Written problem >> Write out the items without alteration, starting with the first line and going on through the line that contains "point(347, 517)", including both of these lines.

***** Supplied entries

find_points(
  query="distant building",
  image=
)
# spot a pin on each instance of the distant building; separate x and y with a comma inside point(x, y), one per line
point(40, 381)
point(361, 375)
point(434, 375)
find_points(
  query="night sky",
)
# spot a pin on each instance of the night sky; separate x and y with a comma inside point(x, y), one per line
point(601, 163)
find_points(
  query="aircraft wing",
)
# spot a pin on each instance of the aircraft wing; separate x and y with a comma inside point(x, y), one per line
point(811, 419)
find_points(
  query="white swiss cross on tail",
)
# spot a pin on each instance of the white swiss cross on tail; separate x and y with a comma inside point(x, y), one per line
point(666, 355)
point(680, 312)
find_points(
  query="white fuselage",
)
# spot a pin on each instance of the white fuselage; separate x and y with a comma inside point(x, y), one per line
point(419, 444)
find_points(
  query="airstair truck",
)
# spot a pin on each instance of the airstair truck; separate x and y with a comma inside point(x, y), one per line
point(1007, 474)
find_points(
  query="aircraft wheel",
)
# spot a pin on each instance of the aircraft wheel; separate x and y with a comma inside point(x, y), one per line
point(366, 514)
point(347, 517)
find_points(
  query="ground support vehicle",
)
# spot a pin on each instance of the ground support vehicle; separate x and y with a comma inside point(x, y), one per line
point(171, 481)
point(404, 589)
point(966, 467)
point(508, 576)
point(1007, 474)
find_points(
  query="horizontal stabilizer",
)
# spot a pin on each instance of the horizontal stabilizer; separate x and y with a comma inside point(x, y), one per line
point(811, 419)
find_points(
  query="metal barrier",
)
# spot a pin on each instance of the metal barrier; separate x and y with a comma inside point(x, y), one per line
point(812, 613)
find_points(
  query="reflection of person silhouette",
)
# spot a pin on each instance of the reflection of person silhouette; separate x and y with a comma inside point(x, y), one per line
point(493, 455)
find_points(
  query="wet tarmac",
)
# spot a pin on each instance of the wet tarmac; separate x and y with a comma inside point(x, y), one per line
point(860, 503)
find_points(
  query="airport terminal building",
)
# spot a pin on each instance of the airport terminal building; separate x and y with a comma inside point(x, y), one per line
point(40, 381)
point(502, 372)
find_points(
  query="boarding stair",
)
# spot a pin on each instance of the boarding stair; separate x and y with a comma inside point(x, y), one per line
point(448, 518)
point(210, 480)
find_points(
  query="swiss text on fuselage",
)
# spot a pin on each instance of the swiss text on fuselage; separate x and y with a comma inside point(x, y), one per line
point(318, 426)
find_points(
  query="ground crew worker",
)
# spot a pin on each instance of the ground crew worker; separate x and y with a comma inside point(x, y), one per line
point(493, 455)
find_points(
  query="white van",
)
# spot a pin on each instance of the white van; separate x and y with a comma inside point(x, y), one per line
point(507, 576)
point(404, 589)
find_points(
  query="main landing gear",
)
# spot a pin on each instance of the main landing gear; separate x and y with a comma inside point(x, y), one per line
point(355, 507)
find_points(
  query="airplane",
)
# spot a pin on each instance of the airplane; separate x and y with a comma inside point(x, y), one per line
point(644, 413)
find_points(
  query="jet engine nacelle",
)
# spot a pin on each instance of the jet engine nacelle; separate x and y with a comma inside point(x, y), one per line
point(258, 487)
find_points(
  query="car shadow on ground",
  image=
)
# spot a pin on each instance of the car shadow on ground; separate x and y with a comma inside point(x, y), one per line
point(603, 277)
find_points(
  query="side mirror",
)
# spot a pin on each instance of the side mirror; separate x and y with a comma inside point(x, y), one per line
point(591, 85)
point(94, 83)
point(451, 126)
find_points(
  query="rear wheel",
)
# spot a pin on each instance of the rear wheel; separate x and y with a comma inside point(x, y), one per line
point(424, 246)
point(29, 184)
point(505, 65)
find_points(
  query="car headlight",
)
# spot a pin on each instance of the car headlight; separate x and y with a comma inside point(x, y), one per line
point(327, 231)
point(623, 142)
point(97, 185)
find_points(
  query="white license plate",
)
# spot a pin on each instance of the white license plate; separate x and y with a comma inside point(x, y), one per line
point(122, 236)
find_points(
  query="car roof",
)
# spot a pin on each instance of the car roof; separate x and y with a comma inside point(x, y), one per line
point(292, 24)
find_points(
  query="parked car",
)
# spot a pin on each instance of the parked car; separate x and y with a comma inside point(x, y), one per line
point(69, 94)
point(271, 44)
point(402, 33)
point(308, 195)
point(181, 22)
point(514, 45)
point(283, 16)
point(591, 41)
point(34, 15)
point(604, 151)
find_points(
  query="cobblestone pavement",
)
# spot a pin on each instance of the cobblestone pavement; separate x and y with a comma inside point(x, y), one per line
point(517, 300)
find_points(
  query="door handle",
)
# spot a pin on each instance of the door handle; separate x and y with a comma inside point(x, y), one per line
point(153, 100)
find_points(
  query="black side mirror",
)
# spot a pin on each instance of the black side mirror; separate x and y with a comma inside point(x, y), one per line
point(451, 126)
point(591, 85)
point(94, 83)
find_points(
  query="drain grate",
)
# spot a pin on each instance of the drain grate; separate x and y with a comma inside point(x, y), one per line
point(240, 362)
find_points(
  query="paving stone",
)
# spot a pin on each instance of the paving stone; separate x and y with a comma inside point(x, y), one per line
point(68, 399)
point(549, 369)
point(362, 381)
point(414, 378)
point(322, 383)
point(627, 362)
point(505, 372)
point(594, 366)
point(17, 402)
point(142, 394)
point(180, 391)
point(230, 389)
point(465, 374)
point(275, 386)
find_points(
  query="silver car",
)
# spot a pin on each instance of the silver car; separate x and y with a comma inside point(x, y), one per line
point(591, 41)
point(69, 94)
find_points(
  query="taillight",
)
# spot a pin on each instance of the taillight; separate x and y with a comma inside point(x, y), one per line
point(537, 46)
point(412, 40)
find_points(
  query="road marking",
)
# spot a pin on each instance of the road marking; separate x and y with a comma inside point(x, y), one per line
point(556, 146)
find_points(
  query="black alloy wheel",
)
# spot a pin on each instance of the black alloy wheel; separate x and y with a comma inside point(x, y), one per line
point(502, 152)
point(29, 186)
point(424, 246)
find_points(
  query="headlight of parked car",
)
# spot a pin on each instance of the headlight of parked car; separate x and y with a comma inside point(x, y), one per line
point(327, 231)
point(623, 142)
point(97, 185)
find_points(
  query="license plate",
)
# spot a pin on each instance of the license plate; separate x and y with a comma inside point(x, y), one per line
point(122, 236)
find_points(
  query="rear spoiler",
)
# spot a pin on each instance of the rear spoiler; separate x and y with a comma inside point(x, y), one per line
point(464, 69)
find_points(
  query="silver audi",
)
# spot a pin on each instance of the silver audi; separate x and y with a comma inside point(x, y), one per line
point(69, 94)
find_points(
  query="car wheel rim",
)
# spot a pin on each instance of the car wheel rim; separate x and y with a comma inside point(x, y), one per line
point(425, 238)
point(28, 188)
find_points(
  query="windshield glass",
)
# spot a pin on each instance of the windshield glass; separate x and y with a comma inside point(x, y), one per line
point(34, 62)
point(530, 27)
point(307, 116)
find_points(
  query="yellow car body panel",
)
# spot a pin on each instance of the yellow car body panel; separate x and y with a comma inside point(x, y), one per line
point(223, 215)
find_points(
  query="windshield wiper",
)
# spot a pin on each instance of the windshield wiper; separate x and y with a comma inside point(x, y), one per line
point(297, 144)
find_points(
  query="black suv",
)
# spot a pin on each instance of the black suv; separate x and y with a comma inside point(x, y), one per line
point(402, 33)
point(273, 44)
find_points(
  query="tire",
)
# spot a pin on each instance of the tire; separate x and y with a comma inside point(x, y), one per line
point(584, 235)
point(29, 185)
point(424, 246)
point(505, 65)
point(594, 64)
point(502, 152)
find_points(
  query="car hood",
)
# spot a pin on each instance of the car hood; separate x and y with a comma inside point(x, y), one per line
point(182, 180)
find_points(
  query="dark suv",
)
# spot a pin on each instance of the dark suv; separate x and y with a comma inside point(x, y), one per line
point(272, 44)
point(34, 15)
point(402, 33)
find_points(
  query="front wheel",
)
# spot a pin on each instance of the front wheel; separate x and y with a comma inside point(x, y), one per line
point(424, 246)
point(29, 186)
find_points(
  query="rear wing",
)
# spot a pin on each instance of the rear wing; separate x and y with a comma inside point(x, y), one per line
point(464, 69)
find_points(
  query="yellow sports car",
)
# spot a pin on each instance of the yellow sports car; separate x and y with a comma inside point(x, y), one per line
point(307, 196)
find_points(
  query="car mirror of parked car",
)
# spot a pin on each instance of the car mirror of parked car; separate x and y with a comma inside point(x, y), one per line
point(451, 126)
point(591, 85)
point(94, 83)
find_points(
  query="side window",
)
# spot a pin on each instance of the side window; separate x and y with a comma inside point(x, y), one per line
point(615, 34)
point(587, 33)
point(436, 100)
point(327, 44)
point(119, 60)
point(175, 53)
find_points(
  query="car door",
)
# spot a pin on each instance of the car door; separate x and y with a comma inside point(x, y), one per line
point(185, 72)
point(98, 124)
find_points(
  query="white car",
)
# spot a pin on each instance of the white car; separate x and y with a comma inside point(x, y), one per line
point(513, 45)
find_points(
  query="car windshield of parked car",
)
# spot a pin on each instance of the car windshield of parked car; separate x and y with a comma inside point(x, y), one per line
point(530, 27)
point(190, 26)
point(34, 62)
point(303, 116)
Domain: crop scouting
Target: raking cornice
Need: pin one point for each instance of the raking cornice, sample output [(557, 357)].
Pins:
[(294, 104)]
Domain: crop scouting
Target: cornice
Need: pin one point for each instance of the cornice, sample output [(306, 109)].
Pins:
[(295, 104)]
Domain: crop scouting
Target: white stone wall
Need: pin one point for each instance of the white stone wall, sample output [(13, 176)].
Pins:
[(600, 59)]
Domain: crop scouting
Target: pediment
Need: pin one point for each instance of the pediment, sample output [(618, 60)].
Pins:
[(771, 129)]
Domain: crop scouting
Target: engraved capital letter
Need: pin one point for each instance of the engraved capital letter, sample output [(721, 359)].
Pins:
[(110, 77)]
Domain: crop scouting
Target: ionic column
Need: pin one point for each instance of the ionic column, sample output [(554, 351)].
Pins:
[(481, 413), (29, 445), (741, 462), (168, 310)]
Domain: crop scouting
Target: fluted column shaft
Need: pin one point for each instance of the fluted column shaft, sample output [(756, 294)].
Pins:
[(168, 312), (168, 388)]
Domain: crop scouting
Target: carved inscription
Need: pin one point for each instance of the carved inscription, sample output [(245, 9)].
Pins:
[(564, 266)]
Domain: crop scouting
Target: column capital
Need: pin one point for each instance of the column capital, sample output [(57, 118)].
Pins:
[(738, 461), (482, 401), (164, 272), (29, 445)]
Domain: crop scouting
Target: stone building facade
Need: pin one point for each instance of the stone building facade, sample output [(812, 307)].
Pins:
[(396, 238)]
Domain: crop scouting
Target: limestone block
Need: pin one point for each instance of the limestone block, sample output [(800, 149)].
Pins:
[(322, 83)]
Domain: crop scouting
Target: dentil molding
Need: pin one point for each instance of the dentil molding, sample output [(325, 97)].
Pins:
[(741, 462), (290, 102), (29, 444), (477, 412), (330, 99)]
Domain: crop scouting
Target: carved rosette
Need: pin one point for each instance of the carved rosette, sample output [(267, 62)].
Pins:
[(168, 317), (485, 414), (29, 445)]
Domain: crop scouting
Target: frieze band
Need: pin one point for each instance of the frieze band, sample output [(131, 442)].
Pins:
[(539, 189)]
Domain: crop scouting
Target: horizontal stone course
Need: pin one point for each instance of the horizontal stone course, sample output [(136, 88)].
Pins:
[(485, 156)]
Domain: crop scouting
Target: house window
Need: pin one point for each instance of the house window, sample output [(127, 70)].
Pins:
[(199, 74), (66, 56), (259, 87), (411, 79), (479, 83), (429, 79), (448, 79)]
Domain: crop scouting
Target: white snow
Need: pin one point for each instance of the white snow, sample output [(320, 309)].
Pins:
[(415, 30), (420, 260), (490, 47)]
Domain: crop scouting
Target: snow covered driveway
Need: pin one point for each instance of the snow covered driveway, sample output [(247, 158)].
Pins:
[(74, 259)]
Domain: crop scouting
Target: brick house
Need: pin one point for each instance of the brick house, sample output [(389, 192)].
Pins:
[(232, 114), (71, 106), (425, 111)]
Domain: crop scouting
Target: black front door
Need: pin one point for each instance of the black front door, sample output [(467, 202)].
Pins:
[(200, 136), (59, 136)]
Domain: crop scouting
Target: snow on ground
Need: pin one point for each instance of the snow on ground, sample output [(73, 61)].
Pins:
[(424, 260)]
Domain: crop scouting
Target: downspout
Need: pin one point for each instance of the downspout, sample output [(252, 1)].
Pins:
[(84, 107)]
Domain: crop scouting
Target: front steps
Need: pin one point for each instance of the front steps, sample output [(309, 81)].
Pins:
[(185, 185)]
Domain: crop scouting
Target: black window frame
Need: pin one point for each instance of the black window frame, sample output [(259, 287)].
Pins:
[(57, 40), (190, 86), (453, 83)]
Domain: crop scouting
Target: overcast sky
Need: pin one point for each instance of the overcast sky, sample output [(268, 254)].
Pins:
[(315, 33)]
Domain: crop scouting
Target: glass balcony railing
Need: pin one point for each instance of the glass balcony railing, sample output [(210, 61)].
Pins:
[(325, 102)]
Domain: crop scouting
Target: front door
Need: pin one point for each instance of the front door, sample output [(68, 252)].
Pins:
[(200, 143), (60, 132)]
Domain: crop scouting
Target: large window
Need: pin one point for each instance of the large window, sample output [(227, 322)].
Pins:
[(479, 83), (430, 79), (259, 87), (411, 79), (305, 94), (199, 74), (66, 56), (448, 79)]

**********

Task output >>
find_points(
  query="distant building",
  image=
)
# spot a pin on each instance of the distant building; separate x and y with a comma inside point(x, y), one per line
point(40, 381)
point(361, 375)
point(434, 375)
find_points(
  query="night sky",
)
# spot a pin on each instance of the night sky; separate x and y with a comma inside point(x, y), one per line
point(601, 163)
find_points(
  query="aircraft wing",
)
# spot a pin on each instance of the aircraft wing; separate x and y with a comma inside point(x, y), one per line
point(811, 419)
find_points(
  query="white swiss cross on tail",
)
# spot a pin on each instance of the white swiss cross on tail; separate x and y with a comma inside point(x, y), one per line
point(666, 355)
point(680, 312)
find_points(
  query="white fuselage",
)
# spot a pin on each instance of the white fuselage; separate x and y with a comma inside point(x, y), one per line
point(419, 444)
find_points(
  query="airstair truck",
)
# spot a pin on each instance of the airstair truck; separate x and y with a comma inside point(x, y), one per line
point(1007, 474)
find_points(
  query="aircraft wheel",
)
# spot a pin on each instance of the aircraft wheel; separate x and y with a comma inside point(x, y), one per line
point(366, 514)
point(347, 517)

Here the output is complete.